## THE REQUEST
Rewrite the data below, putting "bounding box" everywhere "axis-aligned rectangle" appears and keeping everything else the same. Leave the pictures out of your answer.
________________________
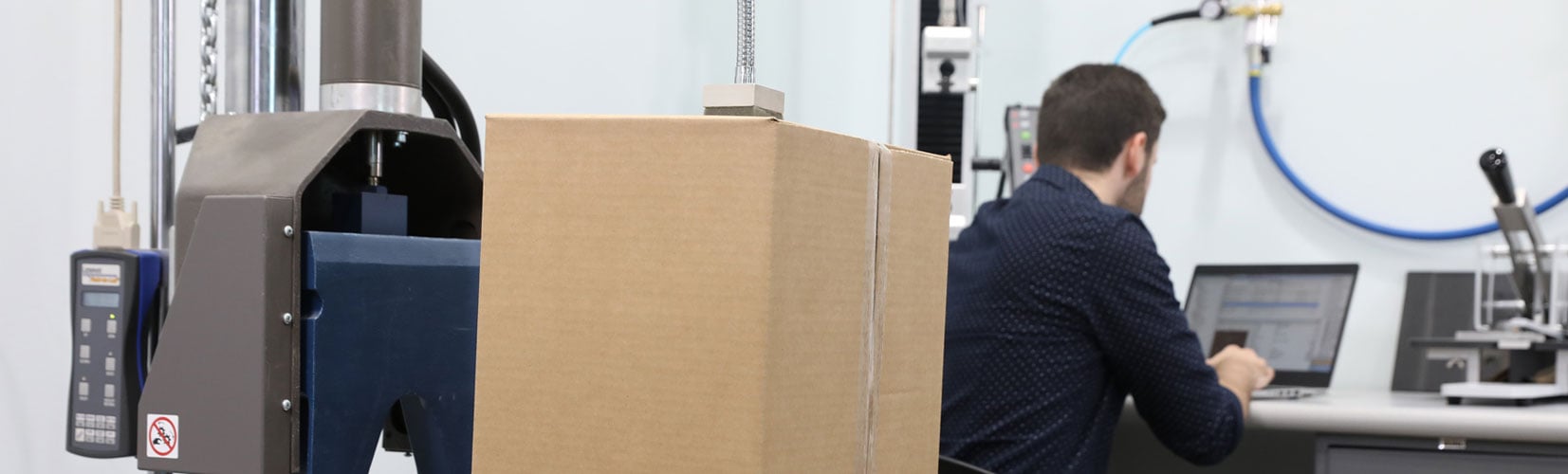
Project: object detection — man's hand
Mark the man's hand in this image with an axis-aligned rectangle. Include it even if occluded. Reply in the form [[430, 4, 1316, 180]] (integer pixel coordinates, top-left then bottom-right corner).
[[1208, 345, 1273, 416]]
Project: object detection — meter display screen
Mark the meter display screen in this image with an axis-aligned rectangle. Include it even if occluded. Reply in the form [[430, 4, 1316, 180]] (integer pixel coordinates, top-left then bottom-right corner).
[[82, 292, 120, 308]]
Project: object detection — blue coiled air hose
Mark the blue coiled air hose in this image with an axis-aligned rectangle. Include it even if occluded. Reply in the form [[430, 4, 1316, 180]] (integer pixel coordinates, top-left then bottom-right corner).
[[1246, 74, 1568, 240]]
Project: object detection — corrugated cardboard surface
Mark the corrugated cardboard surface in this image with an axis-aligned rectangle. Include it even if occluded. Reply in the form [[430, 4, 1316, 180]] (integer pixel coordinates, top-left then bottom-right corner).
[[473, 117, 950, 472]]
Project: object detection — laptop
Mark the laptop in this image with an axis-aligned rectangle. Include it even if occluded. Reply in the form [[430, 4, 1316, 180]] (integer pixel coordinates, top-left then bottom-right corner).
[[1186, 264, 1359, 399]]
________________________
## ANSWER TO THE TASK
Project: object detection — man's hand
Mark the man's hand in this image with an bounding box. Include it even if occluded. Reply in the form [[430, 4, 1316, 180]] (integer pixel coordinates, top-left then bottom-right corner).
[[1208, 345, 1273, 416]]
Project: object detection — meter display screen
Mark the meter display screen in this image with an bounding box. Include it even if occluded. Reply in the form [[430, 4, 1316, 180]] (integer pixel coordinates, top-left then bottom-right corner).
[[82, 292, 120, 308]]
Project: object detection — blue coiled air hose
Mark the blue coiled air hose in this image with an bounding box. Include it even if occluded. Reply in the form [[430, 4, 1316, 180]] (integer pixel coordinates, top-left then bottom-right corner).
[[1246, 74, 1568, 240]]
Project: object detection — corrugated cardboard surface
Mark the corrugated cardboard surface in this image with an bounding box. Include it even if occluded. Reply in the form [[430, 4, 1316, 180]] (integer pixel coordinates, top-left then bottom-right corner).
[[473, 117, 950, 472]]
Project: object detection — laptop
Mark the laptop in this image with an bounding box. Include it even if occluded. Reply in the form [[430, 4, 1316, 180]] (integer pixel coordinates, top-left then bottom-right corner).
[[1186, 264, 1359, 399]]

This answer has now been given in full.